> _TRECHO DA PÁGINA_
#####
Colaboração para o UOL

18/07/2021 14h04Atualizada em 19/07/2021 09h06

O presidente Jair Bolsonaro (sem partido) deixou o Hospital Vila Nova Star, em São Paulo, na manhã de hoje após ser internado por uma obstrução intestinal e, ao conversar com jornalistas na saída, fez coro para mais um tratamento sem eficácia comprovada contra a covid-19, a proxalutamida.

Bolsonaro afirmou que vai se encontrar nessa segunda-feira com o ministro da Saúde, Marcelo Queiroga, para tratar sobre a droga. Além disso, enquanto estava internado, o presidente afirmou ter lido estudos do CDC (Centro de Controle de Doenças) dos Estados Unidos, sem citar quais foram, e pediu que fossem feitos estudos com a proxalutamida no Brasil.

Medicamento não aprovado para tratamento de câncer

A proxalutamida é um medicamento anti-androgênico que impede que células do corpo reconheçam os hormônios andrógenos. Ele é estudado para o tratamento de cânceres (próstata e mama), mas segundo o virologista Rômulo Neris, que foi selecionado para estudar a covid-19 com uma bolsa da Dimensions Sciences, nem sequer para o tratamento do câncer a droga chegou a ser aprovada.
#####
> _TAREFAS A RESOLVER_
1. Diga se cada afirmação concorda com a notícia, respondendo sim ou não e citando as palavras decisivas do texto: (a) Bolsonaro deixou o hospital na manhã de hoje após ser internado por uma obstrução intestinal; (b) o presidente citou quais estudos do CDC leu durante a internação; (c) a proxalutamida já foi aprovada para o tratamento de câncer.
2. Transcreva o trecho da notícia entre "Medicamento não aprovado" e "a ser aprovada.", incluindo ambos.
Os registros não têm relação com a notícia.
#####
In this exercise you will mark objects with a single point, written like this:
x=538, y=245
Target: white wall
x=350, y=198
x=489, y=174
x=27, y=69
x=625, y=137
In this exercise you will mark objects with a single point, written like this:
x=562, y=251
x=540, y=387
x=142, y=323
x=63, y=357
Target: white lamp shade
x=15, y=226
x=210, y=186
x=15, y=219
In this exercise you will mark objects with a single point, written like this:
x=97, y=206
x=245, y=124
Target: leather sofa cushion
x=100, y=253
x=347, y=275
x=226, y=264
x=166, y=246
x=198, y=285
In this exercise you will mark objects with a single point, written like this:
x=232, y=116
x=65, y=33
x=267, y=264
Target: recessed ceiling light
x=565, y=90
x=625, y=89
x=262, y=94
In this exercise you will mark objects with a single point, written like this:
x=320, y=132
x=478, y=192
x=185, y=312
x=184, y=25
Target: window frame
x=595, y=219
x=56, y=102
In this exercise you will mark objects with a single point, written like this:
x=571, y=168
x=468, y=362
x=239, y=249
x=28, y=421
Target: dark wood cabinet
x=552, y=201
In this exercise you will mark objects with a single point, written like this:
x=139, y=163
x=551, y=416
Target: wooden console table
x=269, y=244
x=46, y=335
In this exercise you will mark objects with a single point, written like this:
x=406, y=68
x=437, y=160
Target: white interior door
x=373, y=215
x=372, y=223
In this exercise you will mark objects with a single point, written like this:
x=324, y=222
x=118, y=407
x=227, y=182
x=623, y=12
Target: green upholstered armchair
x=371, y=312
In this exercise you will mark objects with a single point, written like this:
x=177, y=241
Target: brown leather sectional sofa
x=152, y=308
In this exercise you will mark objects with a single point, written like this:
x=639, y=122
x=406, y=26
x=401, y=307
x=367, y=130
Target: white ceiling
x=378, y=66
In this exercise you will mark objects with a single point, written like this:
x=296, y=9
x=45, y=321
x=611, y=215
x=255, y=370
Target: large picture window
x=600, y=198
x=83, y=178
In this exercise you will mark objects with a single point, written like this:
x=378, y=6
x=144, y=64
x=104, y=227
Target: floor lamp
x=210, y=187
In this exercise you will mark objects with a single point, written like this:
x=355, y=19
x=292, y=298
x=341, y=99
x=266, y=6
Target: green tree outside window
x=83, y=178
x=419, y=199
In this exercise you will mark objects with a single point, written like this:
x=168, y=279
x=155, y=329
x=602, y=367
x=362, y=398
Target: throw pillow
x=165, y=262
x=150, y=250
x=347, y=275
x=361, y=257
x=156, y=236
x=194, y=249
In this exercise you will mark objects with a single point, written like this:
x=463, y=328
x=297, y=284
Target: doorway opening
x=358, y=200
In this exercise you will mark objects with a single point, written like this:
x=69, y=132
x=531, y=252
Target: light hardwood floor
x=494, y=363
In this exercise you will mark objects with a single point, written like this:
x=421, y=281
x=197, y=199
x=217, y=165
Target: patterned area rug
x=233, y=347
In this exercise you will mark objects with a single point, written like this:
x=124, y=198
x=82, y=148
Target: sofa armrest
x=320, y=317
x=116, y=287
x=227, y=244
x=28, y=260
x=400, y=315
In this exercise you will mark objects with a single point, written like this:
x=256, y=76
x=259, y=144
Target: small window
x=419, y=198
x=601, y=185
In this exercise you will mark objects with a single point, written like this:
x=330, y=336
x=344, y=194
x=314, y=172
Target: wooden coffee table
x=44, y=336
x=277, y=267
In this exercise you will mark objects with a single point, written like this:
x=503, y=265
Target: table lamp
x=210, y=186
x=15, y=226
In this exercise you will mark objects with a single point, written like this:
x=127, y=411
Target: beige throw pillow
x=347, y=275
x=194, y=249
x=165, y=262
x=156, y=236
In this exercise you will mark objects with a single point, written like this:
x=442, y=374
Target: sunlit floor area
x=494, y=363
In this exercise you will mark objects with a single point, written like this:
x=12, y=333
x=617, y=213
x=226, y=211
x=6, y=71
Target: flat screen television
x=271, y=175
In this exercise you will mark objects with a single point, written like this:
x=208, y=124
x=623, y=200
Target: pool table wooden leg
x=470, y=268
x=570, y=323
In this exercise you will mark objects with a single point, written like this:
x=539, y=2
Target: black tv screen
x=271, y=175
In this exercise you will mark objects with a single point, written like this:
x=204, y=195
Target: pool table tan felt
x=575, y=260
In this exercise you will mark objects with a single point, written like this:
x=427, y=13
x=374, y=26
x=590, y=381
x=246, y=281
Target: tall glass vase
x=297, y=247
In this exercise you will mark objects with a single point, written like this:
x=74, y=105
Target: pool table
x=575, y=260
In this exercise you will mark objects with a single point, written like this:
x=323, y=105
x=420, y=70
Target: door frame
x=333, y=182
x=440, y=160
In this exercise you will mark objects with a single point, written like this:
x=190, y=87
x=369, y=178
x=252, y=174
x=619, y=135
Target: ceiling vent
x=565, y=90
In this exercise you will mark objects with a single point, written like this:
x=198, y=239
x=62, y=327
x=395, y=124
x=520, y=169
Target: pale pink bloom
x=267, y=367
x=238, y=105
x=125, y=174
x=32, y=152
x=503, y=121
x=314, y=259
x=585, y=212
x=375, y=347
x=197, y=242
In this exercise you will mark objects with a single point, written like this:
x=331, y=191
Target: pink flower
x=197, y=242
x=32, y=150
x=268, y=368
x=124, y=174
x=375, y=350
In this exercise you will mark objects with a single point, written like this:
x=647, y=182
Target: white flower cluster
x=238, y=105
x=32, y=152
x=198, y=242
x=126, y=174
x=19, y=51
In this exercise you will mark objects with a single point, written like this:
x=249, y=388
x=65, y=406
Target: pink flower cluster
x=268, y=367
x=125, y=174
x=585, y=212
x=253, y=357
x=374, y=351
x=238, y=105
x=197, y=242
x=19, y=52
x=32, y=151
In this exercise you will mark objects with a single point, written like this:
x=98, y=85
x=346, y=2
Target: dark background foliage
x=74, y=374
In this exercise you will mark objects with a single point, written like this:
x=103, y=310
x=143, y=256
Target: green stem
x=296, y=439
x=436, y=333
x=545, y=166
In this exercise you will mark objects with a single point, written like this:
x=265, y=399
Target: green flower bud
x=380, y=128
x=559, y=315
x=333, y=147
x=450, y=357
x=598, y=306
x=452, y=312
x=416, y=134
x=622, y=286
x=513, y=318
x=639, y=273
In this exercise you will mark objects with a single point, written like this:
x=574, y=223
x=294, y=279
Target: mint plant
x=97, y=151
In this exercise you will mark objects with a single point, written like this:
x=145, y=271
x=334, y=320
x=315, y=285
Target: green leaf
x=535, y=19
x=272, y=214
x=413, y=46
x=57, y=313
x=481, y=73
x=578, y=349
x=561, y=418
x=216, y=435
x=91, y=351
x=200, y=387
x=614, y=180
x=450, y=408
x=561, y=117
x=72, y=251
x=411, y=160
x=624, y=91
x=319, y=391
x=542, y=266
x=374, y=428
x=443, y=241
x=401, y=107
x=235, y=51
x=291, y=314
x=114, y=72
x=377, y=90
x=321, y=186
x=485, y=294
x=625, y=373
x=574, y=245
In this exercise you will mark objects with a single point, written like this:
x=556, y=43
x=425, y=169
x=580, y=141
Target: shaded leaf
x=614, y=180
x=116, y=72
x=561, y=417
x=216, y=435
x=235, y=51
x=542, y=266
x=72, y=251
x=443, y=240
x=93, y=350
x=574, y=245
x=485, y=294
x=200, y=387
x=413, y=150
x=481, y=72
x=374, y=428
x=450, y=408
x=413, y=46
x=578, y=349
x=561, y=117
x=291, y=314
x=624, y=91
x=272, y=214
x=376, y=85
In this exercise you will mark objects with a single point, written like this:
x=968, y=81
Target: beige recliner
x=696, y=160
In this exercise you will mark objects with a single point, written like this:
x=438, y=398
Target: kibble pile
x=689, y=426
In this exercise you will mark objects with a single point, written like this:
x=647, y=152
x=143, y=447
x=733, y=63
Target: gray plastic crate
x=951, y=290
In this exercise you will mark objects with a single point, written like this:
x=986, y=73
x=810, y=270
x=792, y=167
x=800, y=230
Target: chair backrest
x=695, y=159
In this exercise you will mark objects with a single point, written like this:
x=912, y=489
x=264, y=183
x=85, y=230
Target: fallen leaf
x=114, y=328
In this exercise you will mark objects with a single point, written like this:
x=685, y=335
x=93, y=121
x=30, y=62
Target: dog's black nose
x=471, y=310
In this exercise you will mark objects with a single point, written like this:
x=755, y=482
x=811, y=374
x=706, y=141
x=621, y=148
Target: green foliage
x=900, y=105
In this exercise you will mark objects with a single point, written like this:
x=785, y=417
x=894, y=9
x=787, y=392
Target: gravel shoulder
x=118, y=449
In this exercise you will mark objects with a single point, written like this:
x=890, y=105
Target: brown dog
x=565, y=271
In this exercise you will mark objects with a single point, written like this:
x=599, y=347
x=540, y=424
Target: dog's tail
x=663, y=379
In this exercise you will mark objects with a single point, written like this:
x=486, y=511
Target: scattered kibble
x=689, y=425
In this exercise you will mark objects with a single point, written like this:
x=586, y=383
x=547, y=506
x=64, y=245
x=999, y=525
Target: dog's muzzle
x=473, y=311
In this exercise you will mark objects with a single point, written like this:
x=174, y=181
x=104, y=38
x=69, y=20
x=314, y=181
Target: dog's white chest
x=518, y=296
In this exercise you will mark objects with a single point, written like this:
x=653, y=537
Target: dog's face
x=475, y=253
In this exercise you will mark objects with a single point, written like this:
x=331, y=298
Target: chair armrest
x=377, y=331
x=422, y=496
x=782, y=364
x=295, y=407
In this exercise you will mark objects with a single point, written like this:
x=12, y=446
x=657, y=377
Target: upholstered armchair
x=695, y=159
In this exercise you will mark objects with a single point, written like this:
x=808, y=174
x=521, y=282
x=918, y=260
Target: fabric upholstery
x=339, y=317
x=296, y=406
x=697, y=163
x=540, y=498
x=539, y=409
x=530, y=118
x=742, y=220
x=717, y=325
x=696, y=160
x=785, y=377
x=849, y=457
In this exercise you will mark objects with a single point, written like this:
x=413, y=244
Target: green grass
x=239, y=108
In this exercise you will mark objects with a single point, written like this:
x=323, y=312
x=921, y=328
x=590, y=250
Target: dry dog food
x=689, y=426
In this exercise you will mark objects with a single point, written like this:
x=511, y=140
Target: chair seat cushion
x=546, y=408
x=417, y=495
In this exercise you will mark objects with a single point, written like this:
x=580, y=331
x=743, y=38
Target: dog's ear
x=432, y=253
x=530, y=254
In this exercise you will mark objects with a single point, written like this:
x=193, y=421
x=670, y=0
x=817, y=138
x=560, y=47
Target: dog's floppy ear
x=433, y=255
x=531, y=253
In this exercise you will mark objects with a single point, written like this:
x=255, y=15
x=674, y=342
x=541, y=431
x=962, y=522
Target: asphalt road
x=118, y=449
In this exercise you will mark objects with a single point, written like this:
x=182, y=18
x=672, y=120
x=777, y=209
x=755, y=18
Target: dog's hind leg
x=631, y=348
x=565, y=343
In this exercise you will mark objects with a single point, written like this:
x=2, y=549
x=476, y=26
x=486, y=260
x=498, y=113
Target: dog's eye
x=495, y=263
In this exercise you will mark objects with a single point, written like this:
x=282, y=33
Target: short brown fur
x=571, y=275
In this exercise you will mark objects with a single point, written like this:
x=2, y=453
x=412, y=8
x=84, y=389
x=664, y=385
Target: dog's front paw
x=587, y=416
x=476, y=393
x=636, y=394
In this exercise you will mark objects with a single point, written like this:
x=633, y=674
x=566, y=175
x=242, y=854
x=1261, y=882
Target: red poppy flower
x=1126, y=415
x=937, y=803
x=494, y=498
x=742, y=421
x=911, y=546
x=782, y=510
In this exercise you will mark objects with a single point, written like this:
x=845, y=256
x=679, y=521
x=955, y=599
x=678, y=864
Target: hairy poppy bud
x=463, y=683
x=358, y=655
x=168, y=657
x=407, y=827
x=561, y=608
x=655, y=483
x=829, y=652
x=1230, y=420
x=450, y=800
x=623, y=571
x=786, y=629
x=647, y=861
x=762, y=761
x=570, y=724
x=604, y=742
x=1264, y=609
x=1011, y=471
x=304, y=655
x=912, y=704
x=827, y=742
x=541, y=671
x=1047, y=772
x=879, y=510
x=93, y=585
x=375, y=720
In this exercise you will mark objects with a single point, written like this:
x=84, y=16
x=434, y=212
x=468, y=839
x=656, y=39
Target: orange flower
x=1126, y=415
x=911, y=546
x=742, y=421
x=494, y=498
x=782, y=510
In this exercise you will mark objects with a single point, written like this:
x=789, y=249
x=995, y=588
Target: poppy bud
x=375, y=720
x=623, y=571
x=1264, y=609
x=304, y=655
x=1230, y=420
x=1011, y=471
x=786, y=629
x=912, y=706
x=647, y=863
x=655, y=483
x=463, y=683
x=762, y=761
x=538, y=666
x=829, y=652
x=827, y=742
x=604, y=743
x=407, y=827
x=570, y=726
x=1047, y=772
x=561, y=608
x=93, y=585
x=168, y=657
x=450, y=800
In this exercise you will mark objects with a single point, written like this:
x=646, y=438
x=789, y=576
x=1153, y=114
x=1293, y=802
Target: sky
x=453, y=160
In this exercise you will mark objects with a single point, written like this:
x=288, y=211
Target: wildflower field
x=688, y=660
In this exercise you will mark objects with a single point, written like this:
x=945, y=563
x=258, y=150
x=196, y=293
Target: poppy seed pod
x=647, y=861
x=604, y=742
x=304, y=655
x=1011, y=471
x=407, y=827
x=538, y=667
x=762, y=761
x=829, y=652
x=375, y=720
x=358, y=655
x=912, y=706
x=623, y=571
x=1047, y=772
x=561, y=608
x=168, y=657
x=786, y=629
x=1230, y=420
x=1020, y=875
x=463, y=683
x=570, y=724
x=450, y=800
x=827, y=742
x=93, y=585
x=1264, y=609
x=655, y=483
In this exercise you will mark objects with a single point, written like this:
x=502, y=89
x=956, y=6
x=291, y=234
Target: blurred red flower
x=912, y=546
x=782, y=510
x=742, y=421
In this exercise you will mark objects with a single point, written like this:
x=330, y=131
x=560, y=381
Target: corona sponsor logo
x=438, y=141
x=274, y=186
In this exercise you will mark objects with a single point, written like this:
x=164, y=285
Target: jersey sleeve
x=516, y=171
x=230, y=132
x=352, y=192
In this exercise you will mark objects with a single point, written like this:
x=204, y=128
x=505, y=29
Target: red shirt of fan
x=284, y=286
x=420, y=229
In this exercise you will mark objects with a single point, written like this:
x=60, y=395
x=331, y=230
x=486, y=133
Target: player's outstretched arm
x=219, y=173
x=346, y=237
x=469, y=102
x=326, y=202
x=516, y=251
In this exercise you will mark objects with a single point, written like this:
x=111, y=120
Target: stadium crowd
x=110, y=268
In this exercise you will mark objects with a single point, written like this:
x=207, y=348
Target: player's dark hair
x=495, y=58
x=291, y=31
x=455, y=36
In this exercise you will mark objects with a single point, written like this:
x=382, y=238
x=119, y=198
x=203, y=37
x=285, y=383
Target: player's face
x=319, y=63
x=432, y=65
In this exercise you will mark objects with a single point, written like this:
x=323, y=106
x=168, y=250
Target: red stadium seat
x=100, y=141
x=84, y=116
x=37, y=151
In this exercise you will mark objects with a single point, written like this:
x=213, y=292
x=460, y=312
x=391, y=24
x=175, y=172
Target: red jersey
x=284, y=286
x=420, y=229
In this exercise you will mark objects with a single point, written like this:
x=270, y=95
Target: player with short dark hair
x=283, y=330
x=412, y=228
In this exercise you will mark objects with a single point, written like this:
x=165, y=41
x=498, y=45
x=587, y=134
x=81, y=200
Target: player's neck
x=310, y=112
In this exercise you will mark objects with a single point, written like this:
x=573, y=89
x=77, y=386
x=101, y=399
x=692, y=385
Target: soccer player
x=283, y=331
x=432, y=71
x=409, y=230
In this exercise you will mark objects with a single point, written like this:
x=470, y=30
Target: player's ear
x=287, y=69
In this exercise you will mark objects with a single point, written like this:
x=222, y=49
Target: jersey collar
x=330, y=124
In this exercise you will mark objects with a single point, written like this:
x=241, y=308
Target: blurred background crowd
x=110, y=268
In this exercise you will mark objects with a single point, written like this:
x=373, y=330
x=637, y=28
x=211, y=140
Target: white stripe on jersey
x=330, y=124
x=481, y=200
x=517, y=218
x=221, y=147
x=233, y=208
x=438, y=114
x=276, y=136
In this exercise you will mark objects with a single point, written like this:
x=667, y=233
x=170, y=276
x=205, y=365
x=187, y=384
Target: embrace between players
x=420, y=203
#####
> _RESPOSTAS_
1.
(a) Sim: "deixou o Hospital Vila Nova Star, em São Paulo, na manhã de hoje após ser internado por uma obstrução intestinal".
(b) Não: "sem citar quais foram".
(c) Não: "nem sequer para o tratamento do câncer a droga chegou a ser aprovada".

2.
Medicamento não aprovado para tratamento de câncer

A proxalutamida é um medicamento anti-androgênico que impede que células do corpo reconheçam os hormônios andrógenos. Ele é estudado para o tratamento de cânceres (próstata e mama), mas segundo o virologista Rômulo Neris, que foi selecionado para estudar a covid-19 com uma bolsa da Dimensions Sciences, nem sequer para o tratamento do câncer a droga chegou a ser aprovada.